SUPPLIED TEXT
* * * * * * *

Of course there are also some traditional offerings and for the budget conscious there are hundreds of traditional bistros, with their pavement terraces offering a choice of fairly simple (usually meat centred) meals for reasonable prices.
For the uninitiated, it is unfortunately possible to have a uniformly poor dining experience during a stay in Paris, mainly because many attractions are situated in upmarket areas of town and that mass tourism attracts price gougers. It is frequent to hear of people complaining of very high Parisian prices for poor food and poor service, because they always tried to eat close to major tourist magnets. For good food and great service, try to go eat where the locals eat .
Many restaurants are tiny and have tables close together – space is at a premium and understandably restaurateurs need to make the most of limited space. In some cases when the restaurant is crowded, you may have to sit beside strangers at the same table. If that does not appeal to you, go to a more upmarket place where you will pay for the extra space.
Trendy restaurants often require reservations weeks, if not months in advance. If you haven’t planned far enough ahead, try to get a reservation for lunch which is generally easier and less expensive.
For an easy-to-manage eating budget while in Paris, consider:
- breakfast or “petit déjeuner” at a restaurant, possibly in your hotel, consisting of some croissants, coffee and maybe a piece of fruit. But check prices carefully. The petit déjeuner at your hotel will generally cost €13-25, well out of budget eating range. A better idea may be a local café where prices are lower. Though it must be admitted, you will get free coffee refills at the hotel, while at the café you will have to pay for every cup. Note the sign behind the bar which tells you that a coffee taken standing at the bar will cost you less than one served at a table (but of course the extra price gets you a table for as long as you care to stay).
- a ‘walking lunch’ from one of Paris’ many food stands–a panino in the centre of the city, a crepe from a crepe stand, a Falafel pita or take-out Chinese in the Marais. Traiteurs serving Chinese food are ubiquitous in the city and good for a cheap lunch and many pâtisseries sell inexpensive coffee and sandwiches. All these are cheap (about the same as breakfast), easy, and allow you to maximize your sightseeing and walking time while enjoying delicious local or ethnic food. For dinner, stroll the streets at dusk and consider a €20-40 prix-fixe menu. This will get you 3 or 4 courses, possibly with wine, and an unhurried, candlelit, magical European evening. If you alternate days like this with low-budget, self-guided eating (picnicking, snacking, street food) you will be satisfied without breaking the bank.
If one of the aims of your trip to Paris is to indulge in its fine dining, though, the most cost-effective way to do this is to make the main meal of your day lunch. Virtually all restaurants offer a good prix-fixe deal. By complementing this with a bakery breakfast and a light self-catered dinner, you will be able to experience the best of Parisian food and still stick to a budget.
Budget travellers will be very pleased with the range and quality of products on offer at the open air markets (e.g. the biggest one on Boul Richard Lenoir (near the Bastille), Rue Mouffetard, Place Buci, Place de la Madeleine and over the Canal Saint-Martin or in any other arrondissement). If your accommodation has cooking facilities you’re set, especially for wine and cheese, a decent bottle of French wine will set you back all of about €3-5, while the fairly good stuff starts at around €7. Bottles for less than €3 are not recommended. Keep in mind that the small épiceries which open until late are more expensive than the supermarchés (Casino, Monoprix, Franprix, etc). For wine, the price difference can be up to €2.

* * * * * * *

DATASET CONTENT
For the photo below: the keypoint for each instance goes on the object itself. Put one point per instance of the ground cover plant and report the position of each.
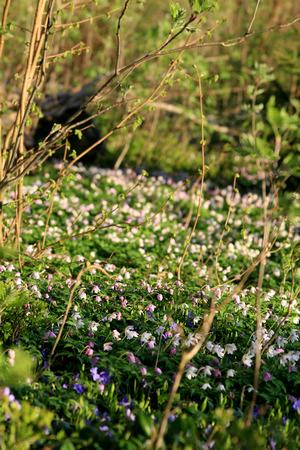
(149, 310)
(110, 376)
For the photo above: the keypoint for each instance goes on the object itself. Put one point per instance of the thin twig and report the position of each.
(118, 48)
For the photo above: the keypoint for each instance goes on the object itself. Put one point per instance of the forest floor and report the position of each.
(105, 340)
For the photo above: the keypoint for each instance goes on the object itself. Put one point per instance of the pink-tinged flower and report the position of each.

* * * * * * *

DIRECTION
Continue the text above on eating in Paris on a budget, starting after its last sentence.

THE RESULT
Buy a baguette, some cheese and a good bottle of wine and join the Parisian youth for a pique-nique along the Seine (especially on the Île Saint-Louis) or along the Canal Saint-Martin. The finest food stores are Lafayette Gourmet in the Galeries Lafayette or La Grande Epicerie in the luxury department store Le Bon Marché. They are worth discovering. You will find a large variety of wines there, otherwise try wine stores such as Nicolas or Le Relais de Bacchus (all over the city).
For seafood lovers, Paris is a great place to try moules frites (steamed mussels and French fries) (better in fall and winter), oysters, sea snails, and other delicacies. Meat specialities include venison (deer), boar, and other game (especially in the fall and winter hunting season), as well as French favourites such as lamb, veal, beef, and pork.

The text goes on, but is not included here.